Exactly as written, quote every line that follows, skipping the images.

- _RECORDS PROVIDED_
★ ★ ★ ★ ★

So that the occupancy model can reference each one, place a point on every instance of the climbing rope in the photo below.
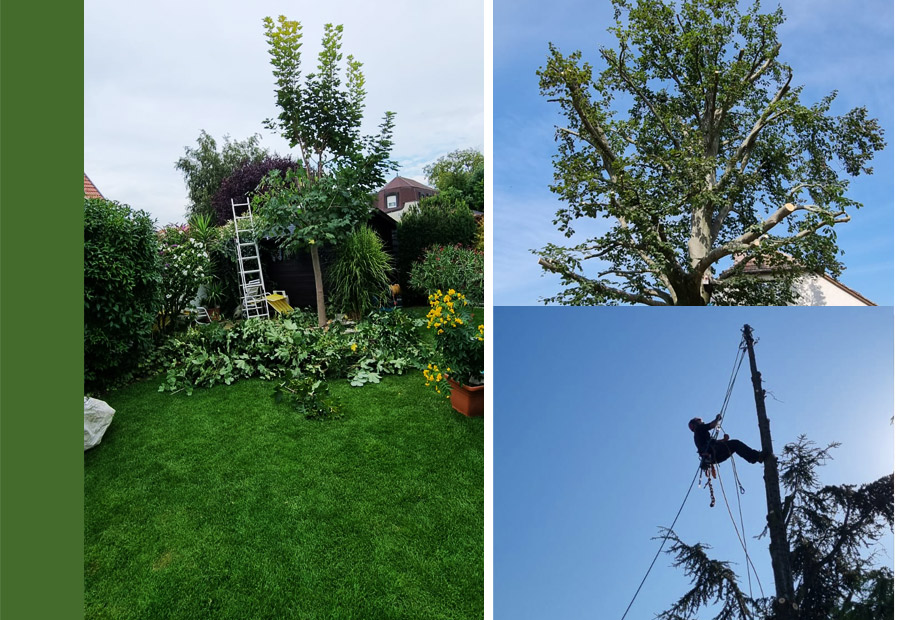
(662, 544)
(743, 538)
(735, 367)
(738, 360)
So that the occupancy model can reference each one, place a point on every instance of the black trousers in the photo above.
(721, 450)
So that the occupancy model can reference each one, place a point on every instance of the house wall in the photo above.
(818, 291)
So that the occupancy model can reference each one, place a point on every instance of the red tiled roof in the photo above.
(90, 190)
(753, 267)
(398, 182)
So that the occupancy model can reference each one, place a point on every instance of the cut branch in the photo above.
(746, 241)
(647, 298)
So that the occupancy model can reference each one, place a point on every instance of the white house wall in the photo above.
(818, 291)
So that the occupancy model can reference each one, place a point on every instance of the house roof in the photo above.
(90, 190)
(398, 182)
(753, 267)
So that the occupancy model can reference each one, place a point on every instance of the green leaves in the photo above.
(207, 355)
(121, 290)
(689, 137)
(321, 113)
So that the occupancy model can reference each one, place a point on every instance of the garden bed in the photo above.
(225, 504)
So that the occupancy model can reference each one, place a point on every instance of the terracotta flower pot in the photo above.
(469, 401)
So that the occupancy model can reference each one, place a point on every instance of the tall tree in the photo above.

★ ★ ★ ★ ★

- _TASK OUTPUT_
So that the occupancy model can reference each one, place a point on every instance of the climbing rope in the photo below.
(662, 544)
(743, 538)
(735, 367)
(738, 360)
So that the occupancy model can reference each one, place a point on every instance of the black trousers in the photo above.
(721, 450)
So that the occupancy model can reference each one, place a point on every instance of the house wall in the photo above.
(818, 291)
So that the occupancy model can reference each one, place a point on every instance of the red tiled roof in the photo above.
(90, 190)
(753, 267)
(398, 182)
So that the occupancy model can reference each one, place a point on every instance of the cut branch in the photo above.
(746, 241)
(647, 298)
So that the occupancy model can reference each one, place a point on every instance of the white house wall in the photo above.
(818, 291)
So that the occupancy model can reference each one, place a point on every instance of the house roof in the photo above.
(90, 190)
(398, 182)
(753, 267)
So that the occupancy model can reference each one, place a point on every instance of the green leaves in the photo above.
(207, 355)
(121, 290)
(689, 137)
(321, 113)
So that the occupancy model can reference each one, place a point on every instance of the garden bed in the photo above.
(225, 504)
So that the occupancy model can reference each one, place a point on every instance of the terracotta flower pot in the photo above.
(469, 401)
So that the occupancy model can reference each one, place a point on every instance of the tall tree in the photo above.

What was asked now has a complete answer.